Rewrite the listing from the line with "Could you please point to the boy's" through the end of the listing, switching every "climbing hold" to "climbing grip" and leaving everything else unchanged.

Provided entries.

____________________

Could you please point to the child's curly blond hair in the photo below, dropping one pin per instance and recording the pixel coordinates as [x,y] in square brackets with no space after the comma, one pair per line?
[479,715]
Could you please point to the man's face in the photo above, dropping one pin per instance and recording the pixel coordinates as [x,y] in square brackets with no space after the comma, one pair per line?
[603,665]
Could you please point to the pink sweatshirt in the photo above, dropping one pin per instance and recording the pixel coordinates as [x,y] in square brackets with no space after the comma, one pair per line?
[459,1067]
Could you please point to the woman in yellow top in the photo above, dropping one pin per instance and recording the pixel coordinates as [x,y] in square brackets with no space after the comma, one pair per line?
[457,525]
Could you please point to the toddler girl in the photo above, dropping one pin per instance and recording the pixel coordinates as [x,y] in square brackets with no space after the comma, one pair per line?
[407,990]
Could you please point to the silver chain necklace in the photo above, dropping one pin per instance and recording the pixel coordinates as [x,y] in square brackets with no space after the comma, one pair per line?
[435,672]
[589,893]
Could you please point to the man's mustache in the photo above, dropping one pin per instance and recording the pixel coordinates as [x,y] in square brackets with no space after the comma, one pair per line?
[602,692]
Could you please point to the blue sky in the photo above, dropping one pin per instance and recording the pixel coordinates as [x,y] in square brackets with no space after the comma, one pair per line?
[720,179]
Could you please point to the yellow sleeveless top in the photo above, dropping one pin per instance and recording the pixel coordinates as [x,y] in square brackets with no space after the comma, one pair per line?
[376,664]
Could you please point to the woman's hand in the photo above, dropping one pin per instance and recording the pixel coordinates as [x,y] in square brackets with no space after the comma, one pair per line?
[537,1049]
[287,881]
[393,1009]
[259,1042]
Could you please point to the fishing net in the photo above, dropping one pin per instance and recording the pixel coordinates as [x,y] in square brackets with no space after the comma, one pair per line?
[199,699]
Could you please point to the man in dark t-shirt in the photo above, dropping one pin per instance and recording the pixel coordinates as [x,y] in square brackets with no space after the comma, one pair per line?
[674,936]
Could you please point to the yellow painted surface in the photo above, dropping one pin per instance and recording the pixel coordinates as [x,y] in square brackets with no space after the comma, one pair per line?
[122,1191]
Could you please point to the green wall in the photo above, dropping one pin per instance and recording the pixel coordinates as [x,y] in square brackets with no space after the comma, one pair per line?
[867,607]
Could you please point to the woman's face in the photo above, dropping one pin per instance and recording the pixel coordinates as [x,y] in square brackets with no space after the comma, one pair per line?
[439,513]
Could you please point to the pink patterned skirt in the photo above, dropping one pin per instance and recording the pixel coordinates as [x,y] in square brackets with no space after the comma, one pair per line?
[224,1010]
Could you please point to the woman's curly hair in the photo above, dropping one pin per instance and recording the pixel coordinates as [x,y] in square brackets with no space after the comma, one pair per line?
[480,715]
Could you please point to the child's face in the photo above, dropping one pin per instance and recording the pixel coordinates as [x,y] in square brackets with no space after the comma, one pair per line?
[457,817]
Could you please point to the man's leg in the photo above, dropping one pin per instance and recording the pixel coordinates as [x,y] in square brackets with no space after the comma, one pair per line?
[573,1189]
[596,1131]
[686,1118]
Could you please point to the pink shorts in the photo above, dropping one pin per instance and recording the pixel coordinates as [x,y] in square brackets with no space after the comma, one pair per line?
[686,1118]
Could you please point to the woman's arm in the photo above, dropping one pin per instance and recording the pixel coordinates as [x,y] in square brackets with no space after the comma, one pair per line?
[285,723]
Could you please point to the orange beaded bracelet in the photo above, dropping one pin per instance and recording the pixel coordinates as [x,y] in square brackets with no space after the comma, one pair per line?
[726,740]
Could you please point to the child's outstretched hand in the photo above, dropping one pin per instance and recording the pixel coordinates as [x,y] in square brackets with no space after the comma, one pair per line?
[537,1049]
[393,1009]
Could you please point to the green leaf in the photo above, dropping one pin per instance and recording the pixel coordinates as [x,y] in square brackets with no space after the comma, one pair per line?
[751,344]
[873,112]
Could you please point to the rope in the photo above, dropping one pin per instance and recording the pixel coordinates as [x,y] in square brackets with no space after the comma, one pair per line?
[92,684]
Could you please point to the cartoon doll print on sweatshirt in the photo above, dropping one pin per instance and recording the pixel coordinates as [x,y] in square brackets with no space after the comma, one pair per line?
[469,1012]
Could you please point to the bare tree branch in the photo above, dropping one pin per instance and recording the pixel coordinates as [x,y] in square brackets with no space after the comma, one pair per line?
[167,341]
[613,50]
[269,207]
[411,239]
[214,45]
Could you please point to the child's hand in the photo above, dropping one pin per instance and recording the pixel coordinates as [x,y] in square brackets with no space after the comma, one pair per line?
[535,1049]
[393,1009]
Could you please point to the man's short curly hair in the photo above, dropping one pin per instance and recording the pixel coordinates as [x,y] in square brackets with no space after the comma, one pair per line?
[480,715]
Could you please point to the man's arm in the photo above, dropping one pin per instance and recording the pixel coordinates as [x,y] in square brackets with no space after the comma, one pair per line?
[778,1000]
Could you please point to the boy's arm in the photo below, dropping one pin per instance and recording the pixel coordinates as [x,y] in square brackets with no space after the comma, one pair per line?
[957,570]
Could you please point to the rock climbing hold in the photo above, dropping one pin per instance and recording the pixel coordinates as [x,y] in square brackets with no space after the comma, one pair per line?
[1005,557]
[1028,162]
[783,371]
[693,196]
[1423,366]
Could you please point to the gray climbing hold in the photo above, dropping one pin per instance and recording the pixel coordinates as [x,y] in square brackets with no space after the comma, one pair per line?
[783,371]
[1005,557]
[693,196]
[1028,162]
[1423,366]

____________________

Response.
Could you please point to the boy's arm in the photo below, dropping one pin per instance and recording the pixel coordinates as [x,y] in square brackets with no space after the comma, one pair per line?
[957,570]
Could you please point to the rock climbing grip in the photo above, dropping one pin per instance and recording the pixel coordinates as [x,y] in square brackets with no space after the comma, one pair per line?
[1005,557]
[1028,162]
[783,371]
[693,196]
[1423,366]
Could you please point to the gray climbing grip in the photo above, dropping one pin per instance and recording the pixel coordinates as [x,y] in square brackets with no space after the comma, one pair per line?
[783,371]
[1005,557]
[693,196]
[1028,162]
[1423,366]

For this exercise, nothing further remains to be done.